A partir d’une prémisse vaguement inspirée, cette comédie sociale suit le chemin ennuyeusement prévisible des contraires qui s’attirent et qui finiront forcément par unir leurs forces. Rien de préjudiciable à cela, en général, sauf que le récit devient de plus en plus bancal au fur et à mesure que les deux cousins mal assortis sillonnent la campagne française.
Heureusement, les deux têtes d’affiche Ahmed Sylla et Hakim Jemili sont là pour relever tant soit peu le niveau. Grâce au courant comique qui passe visiblement entre eux – à tel point que nous avons droit au dispositif fatigué du bêtisier pendant le générique de fin –, les invraisemblances qui s’accumulent ne parviennent pas tout à fait à plomber un récit en perte de vitesse constante. Cela relève souvent du cabotinage, soit. Mais peut-être cette forme d’humour au premier degré est-elle la meilleure arme contre l’adhésion franchement consternante du scénario aux clichés sociaux et culturels les plus ordinaires. Bref, l’entente entre la France et le Sénégal n’aura aucun bénéfice à tirer d’un film aussi peu engageant et dépourvu d’une quelconque personnalité que celui-ci.
Synopsis : Installé depuis quinze ans au Sénégal, Adrien attend avec impatience la naissance de son premier enfant avec sa compagne Aminata. Or, à cause de tensions diplomatiques entre son pays d’adoption et son pays d’origine, il est renvoyé sans tarder en France faute de papiers sénégalais. Il y est accueilli par le cousin de sa femme Sékou, le meilleur commercial de Terroirs de nos régions. Pour garder son poste, ce dernier doit faire la tournée des petits producteurs français, qui ignorent tout de ses origines africaines. En échange de financer à Adrien le retour clandestin au Sénégal, Sékou demande à son invité de l’assister dans cette mission compliquée.
D’où tu viens ?

[Entrées de pointage d'objets étiquetés]

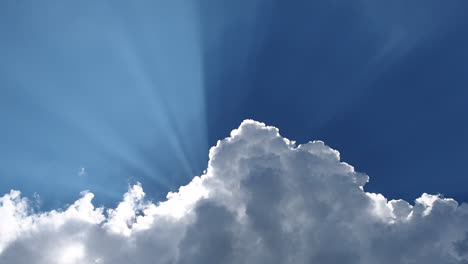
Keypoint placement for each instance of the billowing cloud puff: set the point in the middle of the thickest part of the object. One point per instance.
(263, 199)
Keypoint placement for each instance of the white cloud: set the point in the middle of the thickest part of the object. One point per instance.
(262, 200)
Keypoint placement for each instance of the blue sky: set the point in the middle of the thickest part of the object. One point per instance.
(139, 91)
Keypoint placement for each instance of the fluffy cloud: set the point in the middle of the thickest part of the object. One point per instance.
(263, 199)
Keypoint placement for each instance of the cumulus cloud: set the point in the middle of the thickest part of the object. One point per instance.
(263, 199)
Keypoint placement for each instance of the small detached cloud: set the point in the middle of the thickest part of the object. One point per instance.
(262, 199)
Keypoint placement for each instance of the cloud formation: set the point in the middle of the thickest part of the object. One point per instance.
(263, 199)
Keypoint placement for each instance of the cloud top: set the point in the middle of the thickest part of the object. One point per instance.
(263, 199)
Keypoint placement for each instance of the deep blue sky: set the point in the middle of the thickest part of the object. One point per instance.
(139, 90)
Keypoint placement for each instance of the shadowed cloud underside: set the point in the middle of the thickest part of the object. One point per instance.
(263, 199)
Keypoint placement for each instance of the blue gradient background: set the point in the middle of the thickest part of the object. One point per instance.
(139, 90)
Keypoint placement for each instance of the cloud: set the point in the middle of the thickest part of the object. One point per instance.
(263, 199)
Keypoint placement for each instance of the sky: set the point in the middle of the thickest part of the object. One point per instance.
(99, 95)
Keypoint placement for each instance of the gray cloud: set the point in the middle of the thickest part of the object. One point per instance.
(263, 199)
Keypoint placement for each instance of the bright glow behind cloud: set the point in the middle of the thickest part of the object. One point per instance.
(262, 200)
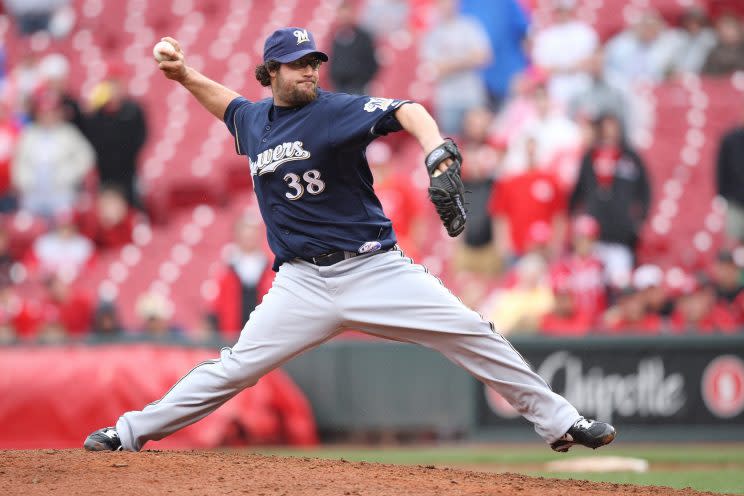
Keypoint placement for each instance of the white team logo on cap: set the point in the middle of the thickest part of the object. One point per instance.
(301, 36)
(369, 247)
(375, 103)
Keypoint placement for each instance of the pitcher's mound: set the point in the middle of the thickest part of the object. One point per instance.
(62, 472)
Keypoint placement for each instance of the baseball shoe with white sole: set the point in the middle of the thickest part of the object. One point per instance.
(106, 439)
(589, 433)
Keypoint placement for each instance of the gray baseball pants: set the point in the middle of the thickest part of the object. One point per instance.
(383, 294)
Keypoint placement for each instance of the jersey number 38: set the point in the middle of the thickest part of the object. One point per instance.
(312, 184)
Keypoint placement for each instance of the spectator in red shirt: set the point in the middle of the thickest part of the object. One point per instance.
(67, 309)
(648, 280)
(567, 318)
(583, 271)
(8, 138)
(245, 278)
(631, 316)
(698, 311)
(522, 200)
(726, 277)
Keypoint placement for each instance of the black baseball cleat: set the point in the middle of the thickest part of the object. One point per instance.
(106, 439)
(589, 433)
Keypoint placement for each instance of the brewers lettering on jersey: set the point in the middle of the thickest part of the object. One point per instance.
(336, 258)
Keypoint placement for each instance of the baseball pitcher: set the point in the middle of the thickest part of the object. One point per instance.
(336, 257)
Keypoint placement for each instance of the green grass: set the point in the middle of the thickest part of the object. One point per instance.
(718, 481)
(715, 467)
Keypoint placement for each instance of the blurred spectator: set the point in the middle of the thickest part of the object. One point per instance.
(111, 221)
(476, 250)
(39, 15)
(403, 204)
(613, 187)
(156, 311)
(245, 279)
(19, 318)
(696, 40)
(207, 331)
(353, 62)
(384, 17)
(106, 324)
(520, 201)
(631, 315)
(644, 52)
(9, 131)
(62, 250)
(566, 318)
(730, 180)
(51, 160)
(506, 24)
(581, 272)
(726, 277)
(728, 54)
(522, 306)
(546, 131)
(697, 311)
(54, 71)
(117, 130)
(648, 280)
(7, 334)
(456, 48)
(66, 308)
(7, 260)
(600, 97)
(564, 49)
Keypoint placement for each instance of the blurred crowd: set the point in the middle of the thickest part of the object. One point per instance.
(548, 117)
(544, 113)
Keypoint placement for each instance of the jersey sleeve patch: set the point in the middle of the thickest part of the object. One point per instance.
(232, 120)
(388, 123)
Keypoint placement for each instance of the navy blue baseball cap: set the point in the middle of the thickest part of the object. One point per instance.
(289, 44)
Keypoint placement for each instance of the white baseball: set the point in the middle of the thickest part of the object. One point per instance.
(163, 50)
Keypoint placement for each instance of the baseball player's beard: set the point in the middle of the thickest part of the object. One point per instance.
(296, 94)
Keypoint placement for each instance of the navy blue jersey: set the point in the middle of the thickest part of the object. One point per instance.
(310, 172)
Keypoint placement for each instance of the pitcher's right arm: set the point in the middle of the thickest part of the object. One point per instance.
(211, 95)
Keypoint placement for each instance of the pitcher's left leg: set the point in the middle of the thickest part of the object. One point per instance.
(400, 300)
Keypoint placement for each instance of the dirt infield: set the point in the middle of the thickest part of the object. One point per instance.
(64, 472)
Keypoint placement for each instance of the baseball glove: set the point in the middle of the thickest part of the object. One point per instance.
(446, 190)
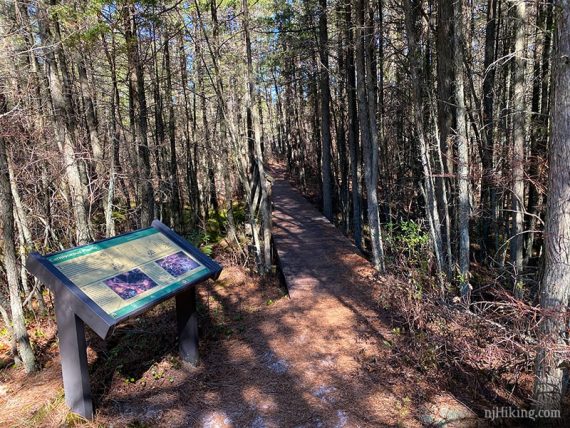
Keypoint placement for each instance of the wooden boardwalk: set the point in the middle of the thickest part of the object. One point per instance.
(313, 254)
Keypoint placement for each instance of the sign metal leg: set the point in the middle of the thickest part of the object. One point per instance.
(73, 355)
(187, 325)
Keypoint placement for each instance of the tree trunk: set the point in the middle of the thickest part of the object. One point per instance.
(137, 93)
(325, 112)
(353, 128)
(64, 124)
(432, 212)
(518, 158)
(369, 135)
(9, 255)
(488, 192)
(556, 282)
(464, 210)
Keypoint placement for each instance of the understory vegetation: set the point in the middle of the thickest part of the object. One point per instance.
(434, 134)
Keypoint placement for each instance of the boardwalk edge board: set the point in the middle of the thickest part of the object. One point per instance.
(104, 283)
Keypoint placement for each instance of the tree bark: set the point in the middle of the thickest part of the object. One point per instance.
(518, 158)
(464, 210)
(556, 283)
(10, 261)
(369, 135)
(325, 93)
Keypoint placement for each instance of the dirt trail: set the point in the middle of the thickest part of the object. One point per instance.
(322, 358)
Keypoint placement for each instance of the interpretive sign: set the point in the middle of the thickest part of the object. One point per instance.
(109, 281)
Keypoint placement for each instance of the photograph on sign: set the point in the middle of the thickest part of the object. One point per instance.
(125, 273)
(130, 284)
(177, 264)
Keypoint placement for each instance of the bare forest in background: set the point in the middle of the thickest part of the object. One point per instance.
(436, 134)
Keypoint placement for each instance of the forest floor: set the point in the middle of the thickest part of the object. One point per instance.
(266, 360)
(360, 349)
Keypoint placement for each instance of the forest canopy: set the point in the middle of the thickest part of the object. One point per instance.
(423, 130)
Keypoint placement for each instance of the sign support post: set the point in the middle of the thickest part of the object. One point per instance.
(187, 319)
(110, 281)
(73, 355)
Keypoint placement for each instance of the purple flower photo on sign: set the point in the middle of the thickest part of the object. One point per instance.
(130, 284)
(177, 264)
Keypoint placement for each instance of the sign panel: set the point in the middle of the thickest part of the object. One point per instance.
(123, 274)
(106, 282)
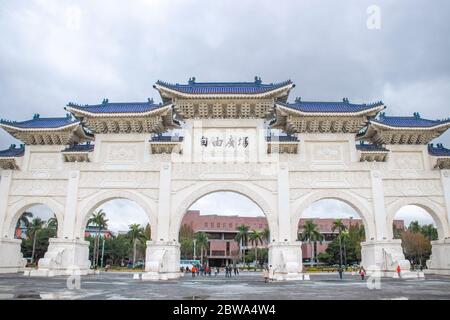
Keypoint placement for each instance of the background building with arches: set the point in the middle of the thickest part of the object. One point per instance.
(243, 137)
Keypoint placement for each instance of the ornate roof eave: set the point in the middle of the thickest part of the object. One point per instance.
(168, 93)
(79, 112)
(441, 126)
(370, 111)
(77, 133)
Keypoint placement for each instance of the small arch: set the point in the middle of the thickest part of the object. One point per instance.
(23, 205)
(299, 206)
(93, 203)
(202, 190)
(435, 211)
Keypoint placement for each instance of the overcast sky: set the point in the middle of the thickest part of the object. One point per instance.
(53, 52)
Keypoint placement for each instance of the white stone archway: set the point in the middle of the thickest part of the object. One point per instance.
(23, 205)
(300, 205)
(199, 190)
(437, 212)
(90, 205)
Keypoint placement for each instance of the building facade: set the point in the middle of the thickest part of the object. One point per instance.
(243, 137)
(221, 231)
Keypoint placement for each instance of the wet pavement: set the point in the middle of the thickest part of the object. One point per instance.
(119, 286)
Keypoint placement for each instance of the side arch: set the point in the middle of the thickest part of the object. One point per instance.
(88, 206)
(300, 205)
(434, 210)
(261, 197)
(16, 210)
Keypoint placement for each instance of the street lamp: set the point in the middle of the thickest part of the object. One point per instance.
(195, 240)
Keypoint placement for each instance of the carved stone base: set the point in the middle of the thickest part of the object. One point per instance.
(439, 262)
(384, 256)
(11, 260)
(285, 260)
(64, 257)
(162, 261)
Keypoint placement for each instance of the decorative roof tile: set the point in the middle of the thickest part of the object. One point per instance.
(287, 138)
(438, 150)
(330, 107)
(414, 122)
(87, 147)
(193, 87)
(118, 107)
(161, 138)
(41, 123)
(12, 151)
(371, 147)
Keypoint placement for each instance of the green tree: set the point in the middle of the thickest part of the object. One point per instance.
(311, 234)
(256, 237)
(340, 227)
(36, 225)
(24, 219)
(99, 220)
(135, 234)
(202, 243)
(242, 238)
(429, 231)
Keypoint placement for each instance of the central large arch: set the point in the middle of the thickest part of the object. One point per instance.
(261, 197)
(300, 205)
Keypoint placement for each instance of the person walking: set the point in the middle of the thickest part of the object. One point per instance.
(362, 273)
(341, 271)
(266, 275)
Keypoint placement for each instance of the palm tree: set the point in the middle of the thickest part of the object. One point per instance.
(311, 234)
(242, 237)
(24, 219)
(340, 226)
(202, 242)
(52, 224)
(256, 237)
(135, 233)
(98, 219)
(34, 228)
(266, 235)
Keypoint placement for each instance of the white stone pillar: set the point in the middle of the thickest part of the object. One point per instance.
(379, 207)
(283, 204)
(5, 184)
(378, 253)
(71, 207)
(445, 178)
(165, 177)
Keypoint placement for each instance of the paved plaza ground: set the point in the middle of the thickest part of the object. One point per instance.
(245, 286)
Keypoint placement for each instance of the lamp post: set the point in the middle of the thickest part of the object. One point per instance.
(195, 240)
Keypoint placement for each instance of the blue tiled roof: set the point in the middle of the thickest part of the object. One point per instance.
(161, 138)
(287, 138)
(329, 107)
(414, 121)
(371, 147)
(38, 122)
(438, 151)
(12, 151)
(224, 87)
(87, 147)
(118, 107)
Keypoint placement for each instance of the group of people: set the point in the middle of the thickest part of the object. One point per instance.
(205, 270)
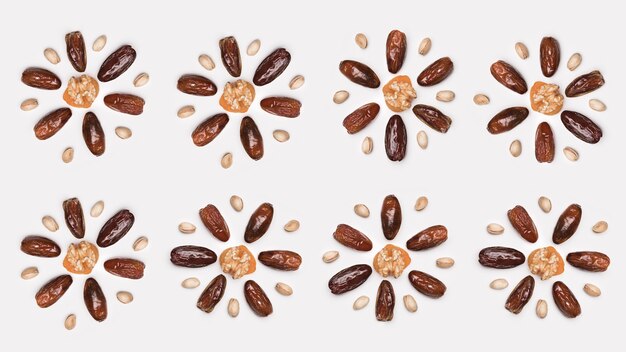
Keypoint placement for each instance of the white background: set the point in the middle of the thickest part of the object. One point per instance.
(316, 177)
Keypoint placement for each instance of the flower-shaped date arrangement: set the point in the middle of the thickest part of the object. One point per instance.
(546, 98)
(544, 262)
(389, 262)
(82, 90)
(398, 94)
(238, 95)
(81, 258)
(237, 261)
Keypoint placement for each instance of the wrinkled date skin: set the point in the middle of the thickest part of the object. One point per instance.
(508, 77)
(544, 143)
(521, 294)
(95, 301)
(436, 72)
(385, 301)
(565, 300)
(523, 223)
(52, 291)
(391, 216)
(231, 58)
(428, 238)
(549, 56)
(115, 228)
(352, 238)
(214, 222)
(125, 267)
(251, 138)
(396, 50)
(349, 278)
(192, 256)
(395, 138)
(590, 261)
(74, 218)
(196, 85)
(257, 299)
(271, 67)
(93, 134)
(359, 73)
(501, 257)
(212, 294)
(259, 222)
(584, 84)
(40, 246)
(581, 126)
(40, 78)
(432, 117)
(76, 53)
(281, 260)
(567, 224)
(282, 106)
(507, 119)
(361, 117)
(209, 129)
(52, 123)
(117, 63)
(426, 284)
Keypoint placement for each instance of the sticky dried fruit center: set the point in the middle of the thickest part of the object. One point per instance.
(81, 257)
(81, 91)
(237, 261)
(546, 98)
(237, 96)
(545, 262)
(391, 261)
(399, 93)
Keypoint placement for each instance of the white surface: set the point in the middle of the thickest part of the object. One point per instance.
(316, 177)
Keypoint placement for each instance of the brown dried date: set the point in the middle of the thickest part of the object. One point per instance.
(40, 78)
(396, 50)
(271, 67)
(192, 256)
(281, 260)
(115, 228)
(74, 218)
(432, 117)
(428, 238)
(125, 267)
(52, 123)
(53, 290)
(95, 300)
(385, 301)
(361, 117)
(581, 126)
(584, 84)
(508, 77)
(565, 300)
(523, 223)
(359, 73)
(349, 278)
(212, 294)
(590, 261)
(520, 295)
(391, 216)
(426, 284)
(257, 299)
(352, 238)
(209, 129)
(259, 223)
(214, 222)
(501, 257)
(507, 119)
(436, 72)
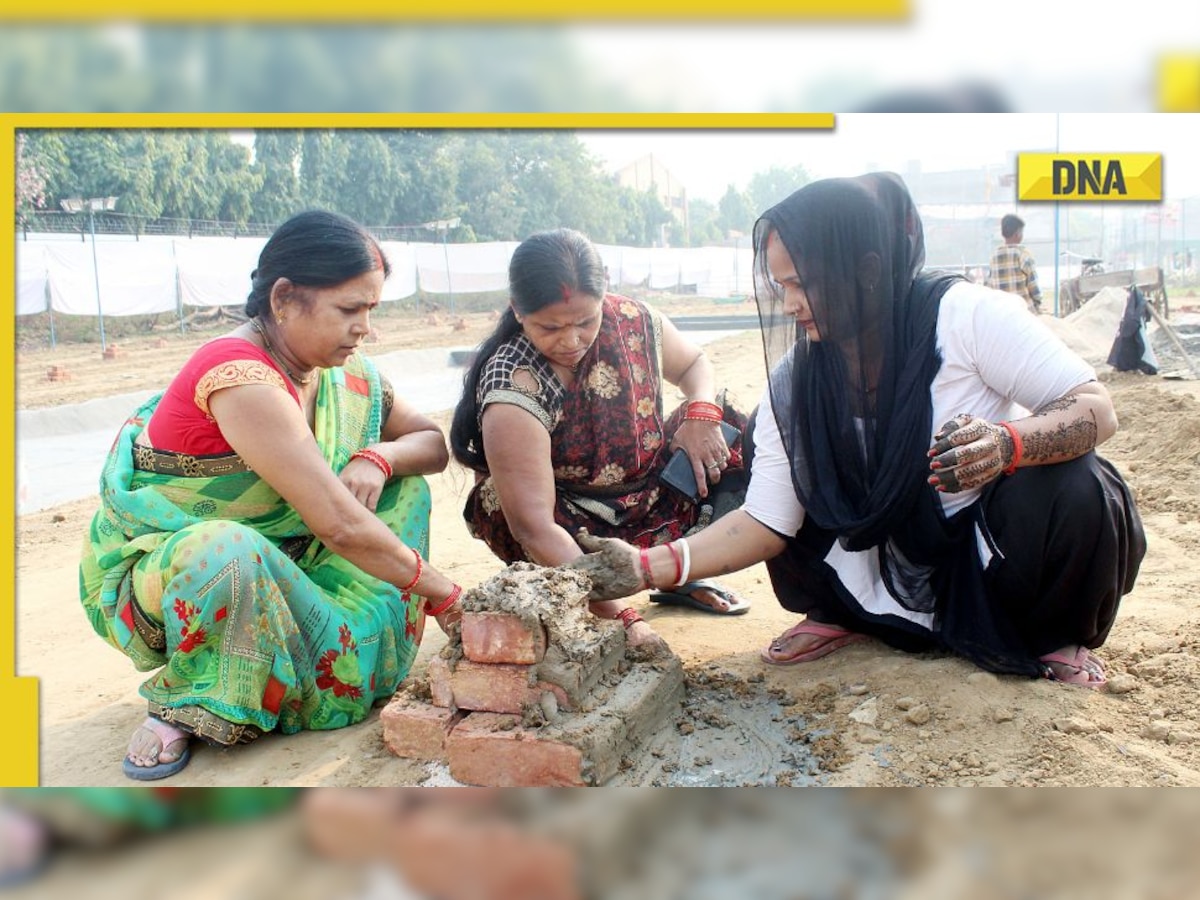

- CONSIGNE -
Recopiez mot pour mot le passage de la critique qui commence par « A partir d’une » et se poursuit jusqu'à « la campagne française. ».

- RÉPONSE ATTENDUE -
A partir d’une prémisse vaguement inspirée, cette comédie sociale suit le chemin ennuyeusement prévisible des contraires qui s’attirent et qui finiront forcément par unir leurs forces. Rien de préjudiciable à cela, en général, sauf que le récit devient de plus en plus bancal au fur et à mesure que les deux cousins mal assortis sillonnent la campagne française.